Ganmaria Aghem has already driven more than 400 vintage car rallies in his life, and he has won a fair share of them. His car: a 1965 Lancia Fulvia Coupé. “I love the classic design, the vintage technology, and the sound of the engine,” says the 74-year-old entrepreneur from Turin with evident delight. His living room is adorned with over 70 trophies.
And now another standout achievement that one might not have expected from a classic car fan like Aghem has been added to his bevy of awards: In the spring of 2021, he set seven world records on the grounds of the Nardò Technical Center (NTC) in southern Italy. He was driving the ultra-modern electric single-seater Blizz Primatist, a car that he played a key role in developing and which has little in common with his Lancia Fulvia Coupé. You’ll search in vain for the flashing chrome radiator grille, rally headlights, or classic curved shapes of the Lancia. Indeed, the four-meter-long and one-meter-wide vehicle with a tailfin is more reminiscent of a torpedo. When accelerating, you won’t hear the rich throatiness of a four-cylinder, but only the quiet hum of the e-drive.

• [DATA ROWS]:
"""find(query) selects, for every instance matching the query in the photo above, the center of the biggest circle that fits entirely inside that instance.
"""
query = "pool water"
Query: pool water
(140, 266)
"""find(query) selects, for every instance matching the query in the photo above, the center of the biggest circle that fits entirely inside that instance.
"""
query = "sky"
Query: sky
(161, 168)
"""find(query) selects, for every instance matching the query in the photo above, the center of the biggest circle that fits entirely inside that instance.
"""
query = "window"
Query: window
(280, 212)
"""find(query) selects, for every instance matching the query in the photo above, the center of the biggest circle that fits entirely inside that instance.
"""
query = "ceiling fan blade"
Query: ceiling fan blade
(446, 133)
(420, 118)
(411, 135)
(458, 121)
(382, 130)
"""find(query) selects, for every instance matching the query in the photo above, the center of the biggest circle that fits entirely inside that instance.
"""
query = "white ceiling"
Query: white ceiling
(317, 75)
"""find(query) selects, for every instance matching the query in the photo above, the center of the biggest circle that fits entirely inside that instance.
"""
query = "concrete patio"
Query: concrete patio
--
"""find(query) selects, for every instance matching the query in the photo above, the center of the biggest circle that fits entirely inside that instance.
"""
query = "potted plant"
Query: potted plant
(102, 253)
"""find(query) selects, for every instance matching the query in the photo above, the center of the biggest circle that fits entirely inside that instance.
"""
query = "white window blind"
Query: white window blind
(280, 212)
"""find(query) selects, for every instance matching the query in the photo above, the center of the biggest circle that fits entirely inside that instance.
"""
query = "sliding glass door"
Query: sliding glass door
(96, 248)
---
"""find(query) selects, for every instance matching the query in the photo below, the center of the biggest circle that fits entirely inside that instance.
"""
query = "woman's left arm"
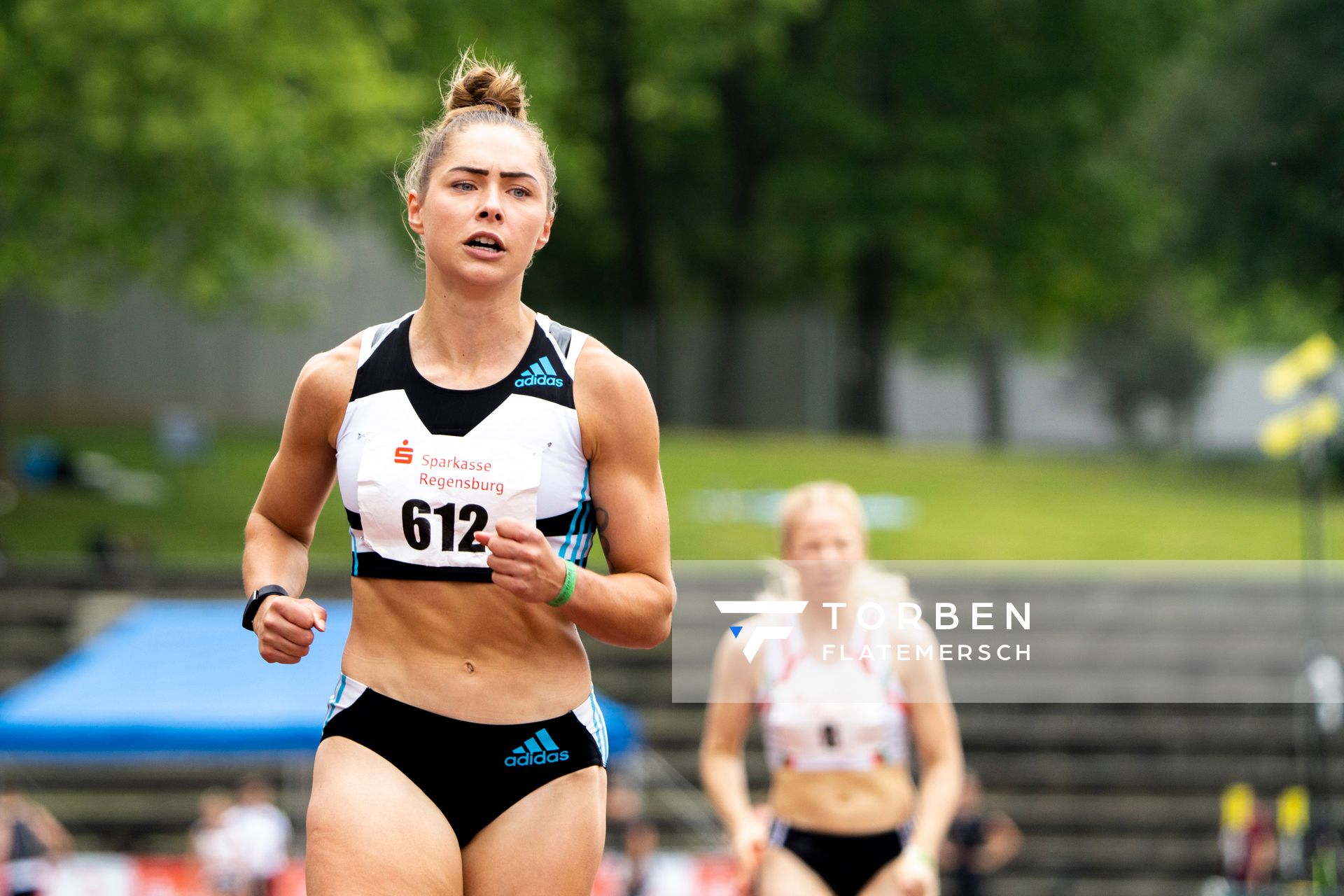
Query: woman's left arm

• [INSTRUCTION 1]: Recast the entries from the line with "photo below, the" up to and including the line with "Query: woman's left arm" as a Markdown table with the columns Row and Line, with blank lines and pictures left out.
• [INSTRUCTION 2]: Continue the text about Ganmaria Aghem and the Blizz Primatist from where it stops.

• [OUTPUT 1]:
| Row | Line |
|---|---|
| 1 | """find(query) selects, for every instance matching the query in the photo below, the center of the biggest circle that fits entirely inside that instance. |
| 2 | """ |
| 3 | query = "woman's left arm" |
| 4 | Query: woman's left arm |

• [OUTPUT 2]:
Impressed by the Z.E.R
The “Blizz” in Blizz Primatist references Aghem’s company Blizz Timing, which he founded a few years ago and which manufactures high-quality chronometers for rallying, while “Primatist” underscores the vehicle’s aspiration of always being the first to cross the finish line. The car was modeled on the legendary Z.E.R. (Zero Emission Record) launched by the Italian design firm Bertone in 1994. With its sensational Cd value of 0.11, the electric vehicle was a futuristic reinterpretation of the Abarth 750 Record, a 1950s racing car also built by Bertone.
Like its forebear, the Z.E.R. was designed exclusively to deliver top performance. And it certainly did: the electrically powered car set two world records. One came in 1994, when it covered a distance of 199.881 km in one hour. The following year, it set a new top-speed record for electrically powered vehicles: 303.977 km/h.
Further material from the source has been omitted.